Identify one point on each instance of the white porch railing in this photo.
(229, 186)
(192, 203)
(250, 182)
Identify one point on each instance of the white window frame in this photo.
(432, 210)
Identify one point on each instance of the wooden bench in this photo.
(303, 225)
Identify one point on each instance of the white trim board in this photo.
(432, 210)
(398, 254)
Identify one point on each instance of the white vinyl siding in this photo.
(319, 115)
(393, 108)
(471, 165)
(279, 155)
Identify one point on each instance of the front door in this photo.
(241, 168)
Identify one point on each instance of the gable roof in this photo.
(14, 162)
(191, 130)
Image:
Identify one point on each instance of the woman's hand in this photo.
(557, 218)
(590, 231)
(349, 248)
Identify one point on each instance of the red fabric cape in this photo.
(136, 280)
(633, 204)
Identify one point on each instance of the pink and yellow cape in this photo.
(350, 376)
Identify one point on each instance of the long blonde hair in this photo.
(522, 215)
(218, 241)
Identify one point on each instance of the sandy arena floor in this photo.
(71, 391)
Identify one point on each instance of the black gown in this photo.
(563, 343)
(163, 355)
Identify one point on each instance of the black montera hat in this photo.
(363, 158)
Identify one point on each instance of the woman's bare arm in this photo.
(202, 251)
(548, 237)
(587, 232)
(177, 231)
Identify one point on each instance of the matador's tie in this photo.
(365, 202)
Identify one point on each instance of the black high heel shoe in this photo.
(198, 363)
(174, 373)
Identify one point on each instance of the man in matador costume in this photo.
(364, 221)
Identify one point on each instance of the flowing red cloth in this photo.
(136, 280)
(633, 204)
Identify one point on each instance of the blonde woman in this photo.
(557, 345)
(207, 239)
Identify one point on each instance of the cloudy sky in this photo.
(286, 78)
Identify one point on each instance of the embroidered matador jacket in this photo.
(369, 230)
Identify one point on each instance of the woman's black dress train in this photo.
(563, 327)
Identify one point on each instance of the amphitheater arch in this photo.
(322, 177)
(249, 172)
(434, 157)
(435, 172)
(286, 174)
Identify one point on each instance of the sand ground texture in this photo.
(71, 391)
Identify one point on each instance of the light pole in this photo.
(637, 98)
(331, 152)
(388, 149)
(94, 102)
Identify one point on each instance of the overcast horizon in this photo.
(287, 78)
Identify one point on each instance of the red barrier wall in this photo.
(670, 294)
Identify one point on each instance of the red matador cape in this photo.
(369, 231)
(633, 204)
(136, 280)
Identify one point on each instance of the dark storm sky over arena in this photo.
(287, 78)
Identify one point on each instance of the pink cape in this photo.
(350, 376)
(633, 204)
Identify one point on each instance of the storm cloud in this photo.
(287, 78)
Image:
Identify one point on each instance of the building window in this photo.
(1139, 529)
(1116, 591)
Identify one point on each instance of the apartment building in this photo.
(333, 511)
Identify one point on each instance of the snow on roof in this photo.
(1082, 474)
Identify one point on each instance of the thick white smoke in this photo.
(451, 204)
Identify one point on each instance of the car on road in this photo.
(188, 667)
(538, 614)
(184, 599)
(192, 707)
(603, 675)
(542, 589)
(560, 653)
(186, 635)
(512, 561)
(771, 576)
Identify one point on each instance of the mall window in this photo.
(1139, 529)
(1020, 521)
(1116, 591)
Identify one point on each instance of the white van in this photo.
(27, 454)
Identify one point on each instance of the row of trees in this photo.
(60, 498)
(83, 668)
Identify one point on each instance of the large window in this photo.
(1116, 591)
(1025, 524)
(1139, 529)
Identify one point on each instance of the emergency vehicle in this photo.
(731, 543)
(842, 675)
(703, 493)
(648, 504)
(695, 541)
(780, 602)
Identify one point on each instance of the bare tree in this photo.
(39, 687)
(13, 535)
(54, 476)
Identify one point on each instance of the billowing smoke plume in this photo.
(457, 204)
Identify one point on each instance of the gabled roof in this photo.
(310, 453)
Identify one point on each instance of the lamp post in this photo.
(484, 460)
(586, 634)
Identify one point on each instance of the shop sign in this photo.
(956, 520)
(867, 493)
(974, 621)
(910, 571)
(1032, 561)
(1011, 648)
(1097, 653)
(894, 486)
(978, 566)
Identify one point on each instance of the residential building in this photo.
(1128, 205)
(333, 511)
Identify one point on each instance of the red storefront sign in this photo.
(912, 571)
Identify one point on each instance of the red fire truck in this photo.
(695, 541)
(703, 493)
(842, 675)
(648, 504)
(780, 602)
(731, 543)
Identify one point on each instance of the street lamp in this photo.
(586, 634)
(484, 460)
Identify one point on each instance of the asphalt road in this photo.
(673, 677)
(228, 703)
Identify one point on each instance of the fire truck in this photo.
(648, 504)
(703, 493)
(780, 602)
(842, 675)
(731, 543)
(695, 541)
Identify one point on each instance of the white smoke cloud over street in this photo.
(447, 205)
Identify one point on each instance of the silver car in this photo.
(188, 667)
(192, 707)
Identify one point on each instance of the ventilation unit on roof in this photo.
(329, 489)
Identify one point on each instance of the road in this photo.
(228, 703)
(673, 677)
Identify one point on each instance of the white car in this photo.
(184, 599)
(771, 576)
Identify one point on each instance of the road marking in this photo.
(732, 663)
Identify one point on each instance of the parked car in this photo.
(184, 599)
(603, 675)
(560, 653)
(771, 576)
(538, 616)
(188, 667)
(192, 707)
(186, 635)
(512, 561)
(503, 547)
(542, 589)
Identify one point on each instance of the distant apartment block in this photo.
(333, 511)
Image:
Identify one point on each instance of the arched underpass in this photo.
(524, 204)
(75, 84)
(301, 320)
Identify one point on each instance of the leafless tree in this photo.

* [What is required]:
Your output consists solely of the lines from the one with "Identify one point on each instance of the gabled" through the last line, copied exactly.

* [Expected answer]:
Identify one point on each instance of the gabled roof in this photo.
(310, 453)
Identify one point on each instance of the lamp post in this photo.
(484, 460)
(586, 634)
Identify one point on each instance of the shop sign in this photo.
(956, 520)
(867, 493)
(974, 621)
(910, 571)
(1032, 561)
(1011, 648)
(1097, 653)
(894, 486)
(978, 566)
Identify one point on each instance of the residential building in this photo.
(1128, 205)
(333, 511)
Identify one point on each instance of the red storefront sign in this photo.
(912, 571)
Identify one point on each instance of the red fire truck in this photo.
(695, 541)
(703, 493)
(842, 675)
(648, 504)
(780, 602)
(731, 543)
Identify one point on each instance of the street lamp in this photo.
(586, 634)
(484, 460)
Identify one point on each instance of the asphalt road in this photo.
(673, 677)
(228, 703)
Identify one point on each instance of the fire truck in this photo.
(648, 504)
(703, 493)
(780, 602)
(842, 675)
(731, 543)
(695, 541)
Identify one point on each instance of the white smoke cloud over street in this photo.
(447, 205)
Identify one point on each instance of the silver car in this photo.
(188, 667)
(192, 707)
Identify one point on each instance of the ventilation unit on roof in this photo.
(329, 489)
Identify one point on each instance of the road in this photo.
(228, 703)
(673, 677)
Identify one point on each instance of the white car in this photo.
(184, 599)
(771, 576)
Identify one point on each instance of the road marking in this photo.
(732, 663)
Identify one point on each instance of the parked car in this photo.
(184, 599)
(603, 675)
(560, 653)
(771, 576)
(538, 616)
(188, 667)
(192, 707)
(186, 635)
(512, 561)
(503, 547)
(542, 589)
Identify one point on each instance of the distant apartment block in this photo.
(333, 511)
Image:
Identify one point on each instance of the arched underpass in this photo.
(524, 204)
(75, 84)
(301, 320)
Identify one point on each instance of the leafless tree in this photo.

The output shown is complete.